Work to be completed:
Reproduce every record below, character by character.

[Opening Task material section]

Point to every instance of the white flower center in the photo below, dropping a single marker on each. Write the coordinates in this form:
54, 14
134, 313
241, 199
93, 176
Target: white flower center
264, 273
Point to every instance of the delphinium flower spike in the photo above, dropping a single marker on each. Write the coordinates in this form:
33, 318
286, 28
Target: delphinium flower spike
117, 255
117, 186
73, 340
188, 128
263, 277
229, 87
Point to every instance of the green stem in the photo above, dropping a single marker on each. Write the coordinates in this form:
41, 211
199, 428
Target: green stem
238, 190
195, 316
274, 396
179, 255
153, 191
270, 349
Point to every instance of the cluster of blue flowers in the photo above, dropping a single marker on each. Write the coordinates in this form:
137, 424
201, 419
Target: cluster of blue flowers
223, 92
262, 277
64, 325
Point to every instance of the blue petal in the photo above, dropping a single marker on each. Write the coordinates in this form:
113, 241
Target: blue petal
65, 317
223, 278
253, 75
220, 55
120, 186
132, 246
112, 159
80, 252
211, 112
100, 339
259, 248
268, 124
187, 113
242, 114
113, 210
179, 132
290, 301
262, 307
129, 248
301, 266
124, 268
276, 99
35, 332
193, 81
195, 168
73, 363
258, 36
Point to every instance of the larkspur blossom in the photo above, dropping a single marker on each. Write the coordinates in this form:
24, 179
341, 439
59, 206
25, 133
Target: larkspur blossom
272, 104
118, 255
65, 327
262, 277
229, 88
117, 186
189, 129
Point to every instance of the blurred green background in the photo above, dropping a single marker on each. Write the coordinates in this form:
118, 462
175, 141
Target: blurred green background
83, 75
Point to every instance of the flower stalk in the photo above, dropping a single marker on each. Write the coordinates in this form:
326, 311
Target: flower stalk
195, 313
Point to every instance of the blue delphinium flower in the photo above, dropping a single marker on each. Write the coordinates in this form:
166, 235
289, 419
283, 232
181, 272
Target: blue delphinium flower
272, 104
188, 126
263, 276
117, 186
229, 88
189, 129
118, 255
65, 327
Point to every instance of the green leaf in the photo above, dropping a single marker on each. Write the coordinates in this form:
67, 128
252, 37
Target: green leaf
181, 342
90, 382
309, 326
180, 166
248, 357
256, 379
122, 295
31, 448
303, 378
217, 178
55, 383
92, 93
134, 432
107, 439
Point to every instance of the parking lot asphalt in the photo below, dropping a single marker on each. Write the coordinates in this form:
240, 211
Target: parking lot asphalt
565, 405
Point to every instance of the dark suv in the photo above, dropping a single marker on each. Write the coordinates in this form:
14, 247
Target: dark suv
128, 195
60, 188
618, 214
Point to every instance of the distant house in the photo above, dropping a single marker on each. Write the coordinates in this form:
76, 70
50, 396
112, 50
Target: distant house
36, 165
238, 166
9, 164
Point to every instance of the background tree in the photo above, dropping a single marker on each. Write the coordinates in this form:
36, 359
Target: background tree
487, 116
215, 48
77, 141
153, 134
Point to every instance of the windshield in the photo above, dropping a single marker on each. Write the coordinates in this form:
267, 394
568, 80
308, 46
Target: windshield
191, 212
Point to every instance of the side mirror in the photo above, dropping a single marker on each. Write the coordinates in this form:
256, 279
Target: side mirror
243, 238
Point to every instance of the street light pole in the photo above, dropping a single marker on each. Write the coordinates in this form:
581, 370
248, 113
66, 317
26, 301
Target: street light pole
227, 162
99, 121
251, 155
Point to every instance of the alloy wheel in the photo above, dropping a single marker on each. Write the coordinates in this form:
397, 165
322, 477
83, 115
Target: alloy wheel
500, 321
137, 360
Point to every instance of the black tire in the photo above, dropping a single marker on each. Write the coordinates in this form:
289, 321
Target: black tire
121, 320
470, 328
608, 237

[Closing Task material section]

Exercise solution:
Point to every instance of the white flower center in the photo below, dropping a single marker on each. Write the coordinates in this form:
54, 14
134, 313
241, 199
93, 176
Target: white flower center
264, 273
Point to every instance of the delphinium flower spike in the photo above, dropping a single marker on each. Write the coordinates in this form:
33, 318
286, 28
Target: delphinium flower spike
117, 255
117, 186
73, 340
188, 128
263, 277
229, 87
Point to every instance of the green stem in the photo above, dropping a single marker on each. Write the coordinates in this form:
41, 211
199, 428
Target: green stem
238, 190
195, 316
274, 396
179, 255
153, 191
270, 349
Point to every instance of the cluster of blue flowers in the photo above, dropping a single marker on each. Write the coordinates in this form:
137, 424
201, 419
Target: cluster of blue flowers
223, 92
262, 277
64, 325
Point to every instance of the blue petal in the photo above, dropping a single marker on each. Write the coordinates in this form:
113, 241
Target: blue petal
65, 317
223, 278
253, 75
220, 55
120, 186
132, 246
112, 159
80, 252
211, 112
100, 339
259, 248
268, 124
187, 113
242, 114
113, 210
179, 132
290, 301
262, 307
129, 248
301, 266
124, 268
276, 99
35, 332
193, 81
195, 168
73, 363
258, 36
Point to every instance of the larkspur blossom in the photo above, dropping a single marker on each. Write the coordinates in this form:
24, 179
341, 439
59, 206
25, 133
Target: larkspur blossom
272, 104
118, 255
65, 327
262, 277
229, 88
117, 186
189, 129
Point to every instance of the blurred green background in the photo above, dropping a single marker on each. Write the coordinates in this form:
118, 462
175, 141
Target: blurred green background
83, 75
Point to every instance of the flower stalk in the photo above, dropping a single marker on each. Write the coordinates in this form:
326, 311
Target: flower stalk
195, 313
Point to every instance of the blue delphinium flower in the photo above, dropping a single marker on each. Write the coordinates in this form:
166, 235
289, 419
283, 232
181, 272
Target: blue delphinium flower
272, 104
188, 126
263, 276
117, 186
229, 88
189, 129
118, 255
65, 327
Point to every instance of the green leaf in the photo above, dropping a single marker on each. Write the coordinates in this form:
67, 128
252, 37
Target: green leaf
181, 342
90, 382
309, 326
180, 166
248, 357
256, 379
122, 295
31, 448
303, 378
217, 178
55, 383
92, 93
134, 432
107, 439
Point to every instance of the parking lot asphalt in the photo below, dropping a single marker on each. Write the coordinates in this form:
240, 211
Target: parking lot asphalt
565, 405
Point to every instance of the dark suv in the photo above, dropping a single marker on each. Write the coordinates in this form:
14, 247
Target: dark suv
128, 195
60, 188
618, 214
Point to every instance of the distant house in the photo above, dropping a single marker on each. Write the coordinates in this form:
76, 70
50, 396
112, 50
Target: distant house
36, 165
238, 166
9, 164
Point to every instance of the background tree in the photo above, dropping a single marker on each. Write the coordinates in this form:
36, 359
Target: background tree
487, 116
215, 48
77, 141
153, 134
Point to every instance of the windshield in the photo above, dropping a single marker on each. Write the coordinates in this form:
267, 394
568, 80
308, 46
Target: windshield
191, 212
Point to every instance of the side mirror in the photo above, dropping a single marker on each. Write the coordinates in this form:
256, 279
Target: side mirror
243, 238
Point to every instance of the street light pole in the photo above, dropping a single marker on each. Write the coordinates in this form:
581, 370
248, 113
66, 317
26, 301
Target: street light pole
227, 162
99, 121
251, 155
Point to every instance of the alloy wheel in the photo above, dropping a single marker on each. Write the coordinates in this form:
397, 165
322, 477
83, 115
Target: alloy wheel
500, 321
137, 360
Point to every instance of the black tire in the photo above, dropping a single marker on each. Write the coordinates in this form:
289, 321
Target: black tire
121, 320
470, 328
608, 237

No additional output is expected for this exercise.